== Data lines
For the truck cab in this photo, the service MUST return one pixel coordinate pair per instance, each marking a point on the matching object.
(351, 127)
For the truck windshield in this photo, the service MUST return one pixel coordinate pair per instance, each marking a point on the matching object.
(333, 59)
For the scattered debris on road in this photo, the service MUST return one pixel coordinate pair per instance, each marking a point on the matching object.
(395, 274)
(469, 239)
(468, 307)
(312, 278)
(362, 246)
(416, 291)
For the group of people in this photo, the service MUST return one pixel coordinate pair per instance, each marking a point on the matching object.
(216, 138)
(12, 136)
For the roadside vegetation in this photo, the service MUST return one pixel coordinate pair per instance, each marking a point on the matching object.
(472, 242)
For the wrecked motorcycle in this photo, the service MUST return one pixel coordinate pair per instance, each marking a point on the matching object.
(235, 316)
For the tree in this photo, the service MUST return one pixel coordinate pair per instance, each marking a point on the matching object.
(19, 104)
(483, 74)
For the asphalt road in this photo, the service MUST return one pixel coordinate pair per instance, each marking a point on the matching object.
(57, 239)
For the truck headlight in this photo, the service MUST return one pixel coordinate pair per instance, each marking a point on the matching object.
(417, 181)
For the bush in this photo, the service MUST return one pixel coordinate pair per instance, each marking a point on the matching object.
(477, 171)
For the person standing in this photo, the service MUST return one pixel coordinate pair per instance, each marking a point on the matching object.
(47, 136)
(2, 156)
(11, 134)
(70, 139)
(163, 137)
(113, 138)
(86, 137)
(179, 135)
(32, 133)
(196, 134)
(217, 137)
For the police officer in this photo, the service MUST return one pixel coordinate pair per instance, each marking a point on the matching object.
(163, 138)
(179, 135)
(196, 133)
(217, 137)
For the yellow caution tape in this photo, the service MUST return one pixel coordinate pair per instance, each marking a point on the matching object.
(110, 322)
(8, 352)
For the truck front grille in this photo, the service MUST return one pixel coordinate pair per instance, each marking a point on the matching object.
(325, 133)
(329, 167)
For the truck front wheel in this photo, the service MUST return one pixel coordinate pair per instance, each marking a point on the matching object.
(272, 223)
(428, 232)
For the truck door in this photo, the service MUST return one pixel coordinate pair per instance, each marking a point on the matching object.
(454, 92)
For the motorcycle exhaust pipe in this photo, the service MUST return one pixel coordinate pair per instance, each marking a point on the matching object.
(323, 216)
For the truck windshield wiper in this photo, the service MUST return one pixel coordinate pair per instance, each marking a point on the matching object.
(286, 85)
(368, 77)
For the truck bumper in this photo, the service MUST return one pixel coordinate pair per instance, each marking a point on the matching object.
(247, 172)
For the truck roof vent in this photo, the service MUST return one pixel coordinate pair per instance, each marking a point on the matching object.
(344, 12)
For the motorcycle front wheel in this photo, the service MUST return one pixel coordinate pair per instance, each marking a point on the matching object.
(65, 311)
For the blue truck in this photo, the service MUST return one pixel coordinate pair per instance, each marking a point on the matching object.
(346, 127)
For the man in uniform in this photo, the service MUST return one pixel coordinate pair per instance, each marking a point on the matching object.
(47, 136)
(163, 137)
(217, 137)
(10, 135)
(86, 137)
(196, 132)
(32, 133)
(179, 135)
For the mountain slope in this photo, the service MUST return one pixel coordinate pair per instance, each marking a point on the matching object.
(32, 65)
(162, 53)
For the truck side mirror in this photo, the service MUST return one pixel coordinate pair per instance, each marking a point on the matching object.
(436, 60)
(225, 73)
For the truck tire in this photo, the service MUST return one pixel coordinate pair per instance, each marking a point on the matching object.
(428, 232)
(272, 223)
====
== Data lines
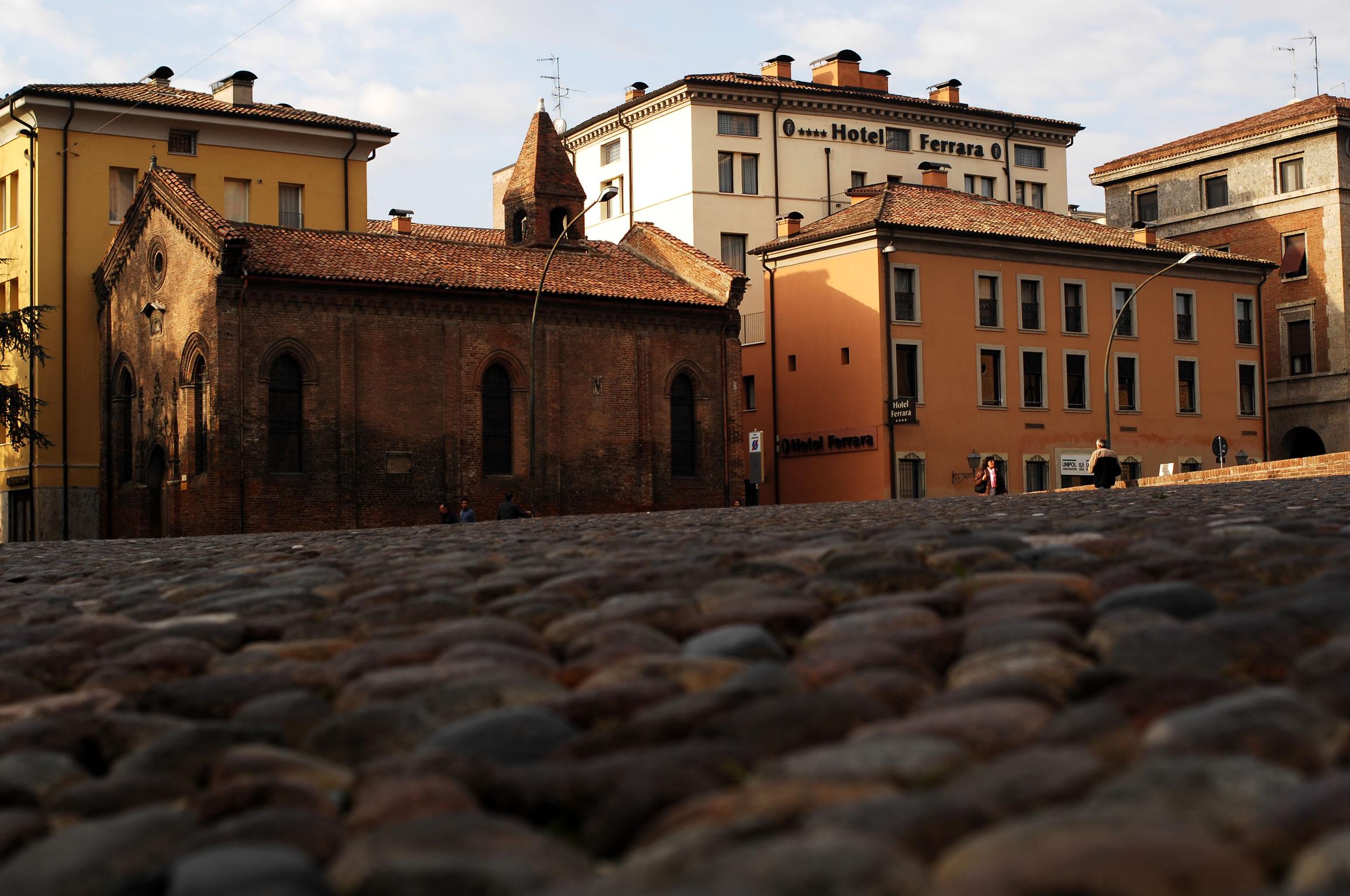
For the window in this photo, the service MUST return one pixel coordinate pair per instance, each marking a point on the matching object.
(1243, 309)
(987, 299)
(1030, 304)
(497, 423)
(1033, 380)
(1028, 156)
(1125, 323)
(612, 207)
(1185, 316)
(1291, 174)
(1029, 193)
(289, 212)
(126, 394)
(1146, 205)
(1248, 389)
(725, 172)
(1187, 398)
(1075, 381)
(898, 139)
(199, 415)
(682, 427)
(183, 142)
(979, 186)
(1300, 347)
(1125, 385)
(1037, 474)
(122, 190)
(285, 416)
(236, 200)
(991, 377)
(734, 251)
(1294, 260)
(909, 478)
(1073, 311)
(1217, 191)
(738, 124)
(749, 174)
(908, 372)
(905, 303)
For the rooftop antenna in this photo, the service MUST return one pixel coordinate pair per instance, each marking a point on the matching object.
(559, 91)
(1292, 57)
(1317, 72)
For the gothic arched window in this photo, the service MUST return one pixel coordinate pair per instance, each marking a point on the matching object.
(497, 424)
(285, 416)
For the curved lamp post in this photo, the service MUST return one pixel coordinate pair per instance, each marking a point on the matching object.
====
== Data lines
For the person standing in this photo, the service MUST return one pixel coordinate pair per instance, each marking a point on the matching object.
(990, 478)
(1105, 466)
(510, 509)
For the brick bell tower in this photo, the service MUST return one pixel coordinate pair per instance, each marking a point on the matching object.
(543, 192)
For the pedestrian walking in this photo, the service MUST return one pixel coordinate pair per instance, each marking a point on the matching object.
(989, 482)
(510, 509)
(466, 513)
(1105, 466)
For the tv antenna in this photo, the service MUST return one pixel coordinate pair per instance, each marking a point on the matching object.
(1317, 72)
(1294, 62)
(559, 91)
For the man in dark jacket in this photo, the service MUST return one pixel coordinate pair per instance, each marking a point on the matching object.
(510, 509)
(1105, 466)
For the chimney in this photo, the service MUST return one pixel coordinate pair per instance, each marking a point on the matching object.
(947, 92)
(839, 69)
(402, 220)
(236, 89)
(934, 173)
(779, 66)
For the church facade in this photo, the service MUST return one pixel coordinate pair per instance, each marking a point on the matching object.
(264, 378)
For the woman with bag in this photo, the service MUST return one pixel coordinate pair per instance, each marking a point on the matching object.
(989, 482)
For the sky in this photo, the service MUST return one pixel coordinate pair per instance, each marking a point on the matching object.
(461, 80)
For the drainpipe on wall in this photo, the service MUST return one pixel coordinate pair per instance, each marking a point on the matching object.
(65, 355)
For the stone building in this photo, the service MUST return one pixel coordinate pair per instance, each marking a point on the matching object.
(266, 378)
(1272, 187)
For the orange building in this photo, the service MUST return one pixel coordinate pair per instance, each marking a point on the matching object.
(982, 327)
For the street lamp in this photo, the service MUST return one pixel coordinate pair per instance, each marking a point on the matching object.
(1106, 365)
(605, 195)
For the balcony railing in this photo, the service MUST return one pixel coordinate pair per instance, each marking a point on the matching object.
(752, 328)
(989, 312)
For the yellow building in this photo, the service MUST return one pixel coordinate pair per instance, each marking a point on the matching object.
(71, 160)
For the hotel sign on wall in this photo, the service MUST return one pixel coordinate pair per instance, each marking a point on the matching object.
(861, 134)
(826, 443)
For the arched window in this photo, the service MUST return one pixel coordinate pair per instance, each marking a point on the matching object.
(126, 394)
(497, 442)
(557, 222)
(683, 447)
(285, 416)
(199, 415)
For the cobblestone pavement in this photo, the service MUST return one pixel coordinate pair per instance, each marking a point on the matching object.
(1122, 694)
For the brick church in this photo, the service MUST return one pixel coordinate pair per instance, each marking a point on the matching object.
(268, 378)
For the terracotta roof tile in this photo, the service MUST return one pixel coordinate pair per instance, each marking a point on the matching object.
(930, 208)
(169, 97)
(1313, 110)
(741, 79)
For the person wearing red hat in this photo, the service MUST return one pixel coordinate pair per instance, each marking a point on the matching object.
====
▸ **The task**: Count the rows above that contain the string "window", treating uppercase and lowercase letters as different. Give only the number.

▸ **Result of the task**: 3